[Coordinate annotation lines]
>> Begin
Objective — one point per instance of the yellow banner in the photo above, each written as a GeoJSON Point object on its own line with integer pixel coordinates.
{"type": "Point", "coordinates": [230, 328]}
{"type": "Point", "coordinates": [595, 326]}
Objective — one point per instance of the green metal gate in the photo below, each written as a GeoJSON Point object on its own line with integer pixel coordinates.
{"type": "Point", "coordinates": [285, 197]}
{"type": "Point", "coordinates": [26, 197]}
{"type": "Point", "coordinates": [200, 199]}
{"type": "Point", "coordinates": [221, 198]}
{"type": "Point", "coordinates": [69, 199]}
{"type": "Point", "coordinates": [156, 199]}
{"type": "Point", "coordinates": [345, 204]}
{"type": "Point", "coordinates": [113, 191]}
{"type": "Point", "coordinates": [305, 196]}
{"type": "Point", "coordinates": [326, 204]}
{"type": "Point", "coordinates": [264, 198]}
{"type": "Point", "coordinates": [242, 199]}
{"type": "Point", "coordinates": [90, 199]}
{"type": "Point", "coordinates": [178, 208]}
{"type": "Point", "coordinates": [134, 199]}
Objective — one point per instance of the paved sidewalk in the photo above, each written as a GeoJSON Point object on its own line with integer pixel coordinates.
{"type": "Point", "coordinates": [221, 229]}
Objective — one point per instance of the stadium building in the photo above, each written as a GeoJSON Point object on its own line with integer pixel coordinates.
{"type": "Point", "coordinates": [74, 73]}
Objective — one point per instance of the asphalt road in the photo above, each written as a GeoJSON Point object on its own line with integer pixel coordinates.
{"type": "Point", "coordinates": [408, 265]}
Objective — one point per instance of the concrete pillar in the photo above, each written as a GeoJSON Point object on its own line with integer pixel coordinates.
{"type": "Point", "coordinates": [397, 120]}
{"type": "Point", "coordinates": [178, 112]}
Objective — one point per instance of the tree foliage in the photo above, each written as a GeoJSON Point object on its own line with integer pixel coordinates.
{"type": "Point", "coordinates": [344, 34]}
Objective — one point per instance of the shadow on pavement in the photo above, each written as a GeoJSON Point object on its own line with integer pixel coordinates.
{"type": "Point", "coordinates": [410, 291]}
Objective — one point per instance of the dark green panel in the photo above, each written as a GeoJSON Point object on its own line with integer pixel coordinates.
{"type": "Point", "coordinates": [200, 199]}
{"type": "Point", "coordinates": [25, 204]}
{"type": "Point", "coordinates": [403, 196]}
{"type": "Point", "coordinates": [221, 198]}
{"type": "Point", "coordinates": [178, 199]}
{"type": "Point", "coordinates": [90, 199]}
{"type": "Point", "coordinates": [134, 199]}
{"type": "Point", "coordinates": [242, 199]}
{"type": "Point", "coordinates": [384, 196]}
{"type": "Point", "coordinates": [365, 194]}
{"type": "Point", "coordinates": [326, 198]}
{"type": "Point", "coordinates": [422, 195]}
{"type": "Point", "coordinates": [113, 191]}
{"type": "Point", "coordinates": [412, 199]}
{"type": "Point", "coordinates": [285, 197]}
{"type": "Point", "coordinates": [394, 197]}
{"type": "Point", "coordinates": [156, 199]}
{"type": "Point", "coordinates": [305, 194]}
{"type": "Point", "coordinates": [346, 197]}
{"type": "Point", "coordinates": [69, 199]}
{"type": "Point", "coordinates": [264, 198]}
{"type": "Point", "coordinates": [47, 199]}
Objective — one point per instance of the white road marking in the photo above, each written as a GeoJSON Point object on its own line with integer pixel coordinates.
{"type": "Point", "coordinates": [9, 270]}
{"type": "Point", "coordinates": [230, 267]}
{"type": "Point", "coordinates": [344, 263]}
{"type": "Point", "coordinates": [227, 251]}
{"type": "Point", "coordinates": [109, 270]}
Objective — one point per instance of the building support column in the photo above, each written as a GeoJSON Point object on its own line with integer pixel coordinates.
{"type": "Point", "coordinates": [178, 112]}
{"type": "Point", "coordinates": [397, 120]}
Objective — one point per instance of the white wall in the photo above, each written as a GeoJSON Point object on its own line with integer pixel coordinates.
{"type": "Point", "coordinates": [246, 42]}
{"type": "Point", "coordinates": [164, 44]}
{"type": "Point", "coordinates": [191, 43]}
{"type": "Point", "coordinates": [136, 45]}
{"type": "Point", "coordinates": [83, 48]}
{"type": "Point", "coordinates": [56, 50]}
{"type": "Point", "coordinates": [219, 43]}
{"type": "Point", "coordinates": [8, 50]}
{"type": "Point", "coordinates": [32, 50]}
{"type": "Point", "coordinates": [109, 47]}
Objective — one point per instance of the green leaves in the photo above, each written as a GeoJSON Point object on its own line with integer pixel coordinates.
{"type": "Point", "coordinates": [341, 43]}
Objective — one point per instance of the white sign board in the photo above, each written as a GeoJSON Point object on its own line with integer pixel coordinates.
>> End
(Instructions to follow) Put the lines above into a numbered list, omitting any blank lines.

(Solution to this exercise)
1. Objective — one point per instance of the yellow banner in the photo above, each written as a GeoJSON Point object on its own line with integer pixel coordinates.
2. {"type": "Point", "coordinates": [230, 328]}
3. {"type": "Point", "coordinates": [595, 326]}
4. Objective — one point per instance of the green metal gate in the photo below, each written as a GeoJSON Point object on its own line with integer pixel coordinates.
5. {"type": "Point", "coordinates": [285, 197]}
6. {"type": "Point", "coordinates": [26, 197]}
7. {"type": "Point", "coordinates": [200, 199]}
8. {"type": "Point", "coordinates": [221, 198]}
9. {"type": "Point", "coordinates": [69, 199]}
10. {"type": "Point", "coordinates": [156, 199]}
11. {"type": "Point", "coordinates": [345, 204]}
12. {"type": "Point", "coordinates": [113, 191]}
13. {"type": "Point", "coordinates": [305, 196]}
14. {"type": "Point", "coordinates": [326, 204]}
15. {"type": "Point", "coordinates": [264, 198]}
16. {"type": "Point", "coordinates": [242, 199]}
17. {"type": "Point", "coordinates": [90, 199]}
18. {"type": "Point", "coordinates": [178, 208]}
19. {"type": "Point", "coordinates": [134, 199]}
20. Objective — one point per instance of the paved sidewalk in the photo above, each written as a GeoJSON Point object on its own line with integer pixel coordinates.
21. {"type": "Point", "coordinates": [221, 229]}
22. Objective — one point per instance of the stadium building in the photo above, each written as a GeoJSON Point object on its own line with integer pixel coordinates.
23. {"type": "Point", "coordinates": [74, 73]}
24. Objective — one point per instance of the asphalt road in the photo above, each written as a GeoJSON Point object on its own line with integer pixel coordinates.
25. {"type": "Point", "coordinates": [408, 265]}
26. Objective — one point per instance of the concrete pillar in the photo above, each written as a GeoJSON Point object on its own line with integer pixel coordinates.
27. {"type": "Point", "coordinates": [397, 120]}
28. {"type": "Point", "coordinates": [178, 112]}
29. Objective — one point per instance of the tree foliage in the photo above, each written as a GeoJSON Point object on its own line with integer pixel coordinates.
30. {"type": "Point", "coordinates": [344, 34]}
31. Objective — one point per instance of the shadow on pavement in the photo above, each written as a GeoJSON Point object on its own line with integer pixel coordinates.
32. {"type": "Point", "coordinates": [410, 291]}
33. Objective — one point per instance of the dark green panel in the photo above, each written as a GeoJSON Point object on its own line with integer pixel coordinates.
34. {"type": "Point", "coordinates": [200, 199]}
35. {"type": "Point", "coordinates": [25, 204]}
36. {"type": "Point", "coordinates": [403, 196]}
37. {"type": "Point", "coordinates": [221, 198]}
38. {"type": "Point", "coordinates": [178, 199]}
39. {"type": "Point", "coordinates": [90, 199]}
40. {"type": "Point", "coordinates": [134, 199]}
41. {"type": "Point", "coordinates": [242, 199]}
42. {"type": "Point", "coordinates": [384, 196]}
43. {"type": "Point", "coordinates": [365, 194]}
44. {"type": "Point", "coordinates": [326, 198]}
45. {"type": "Point", "coordinates": [422, 195]}
46. {"type": "Point", "coordinates": [113, 191]}
47. {"type": "Point", "coordinates": [412, 199]}
48. {"type": "Point", "coordinates": [285, 197]}
49. {"type": "Point", "coordinates": [394, 197]}
50. {"type": "Point", "coordinates": [156, 199]}
51. {"type": "Point", "coordinates": [305, 194]}
52. {"type": "Point", "coordinates": [346, 197]}
53. {"type": "Point", "coordinates": [69, 199]}
54. {"type": "Point", "coordinates": [264, 198]}
55. {"type": "Point", "coordinates": [47, 199]}
56. Objective — one point per instance of the white road marking in the photo above, each written as a GeoJSON Point object on its own line with integer pixel coordinates.
57. {"type": "Point", "coordinates": [9, 270]}
58. {"type": "Point", "coordinates": [230, 267]}
59. {"type": "Point", "coordinates": [344, 263]}
60. {"type": "Point", "coordinates": [227, 251]}
61. {"type": "Point", "coordinates": [109, 270]}
62. Objective — one point per instance of the building support column in the photo above, each written as a GeoJSON Point object on its own line with integer pixel coordinates.
63. {"type": "Point", "coordinates": [178, 112]}
64. {"type": "Point", "coordinates": [397, 120]}
65. Objective — one point per instance of the white wall in the photo above, each written as a GeoJSON Point object on its own line with integer pixel coordinates.
66. {"type": "Point", "coordinates": [246, 42]}
67. {"type": "Point", "coordinates": [164, 44]}
68. {"type": "Point", "coordinates": [191, 43]}
69. {"type": "Point", "coordinates": [136, 45]}
70. {"type": "Point", "coordinates": [83, 48]}
71. {"type": "Point", "coordinates": [56, 50]}
72. {"type": "Point", "coordinates": [219, 43]}
73. {"type": "Point", "coordinates": [8, 50]}
74. {"type": "Point", "coordinates": [32, 50]}
75. {"type": "Point", "coordinates": [109, 47]}
76. Objective — one point per instance of the green leaves in the photo above, each written as a GeoJSON Point object on its own line with integer pixel coordinates.
77. {"type": "Point", "coordinates": [341, 43]}
78. Objective — one point per instance of the white sign board in the photo above, each written as a GeoJSON Point object on its own line with integer pixel coordinates.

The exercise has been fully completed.